§ Work to be completed:
Output each line of the listing below as a JSON list of strings, one string per line, leaving out blank lines.

Dataset records:
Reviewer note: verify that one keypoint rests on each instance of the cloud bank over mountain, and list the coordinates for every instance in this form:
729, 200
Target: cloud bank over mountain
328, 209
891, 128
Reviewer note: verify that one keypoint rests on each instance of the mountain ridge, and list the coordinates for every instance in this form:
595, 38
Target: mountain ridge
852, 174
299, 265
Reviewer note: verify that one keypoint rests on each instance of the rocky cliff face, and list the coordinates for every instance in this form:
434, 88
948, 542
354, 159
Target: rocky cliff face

§ Exercise solution:
[
  "Reviewer note: verify that one keypoint rests on each instance of the cloud bank over mountain, and list the coordinates for every instance in this form:",
  "729, 200",
  "Target: cloud bank over mountain",
  "328, 209",
  "891, 128",
  "Reviewer note: verify that one keypoint rests on each instance of the mountain ridge, and list the coordinates for every instance in this form:",
  "595, 38",
  "Target: mountain ridge",
  "852, 174",
  "299, 265",
  "Reviewer note: verify that one keypoint rests on each instance of the rocky cliff face, and list the coordinates for every instance in this form:",
  "434, 88",
  "948, 542",
  "354, 159",
  "Target: rocky cliff face"
]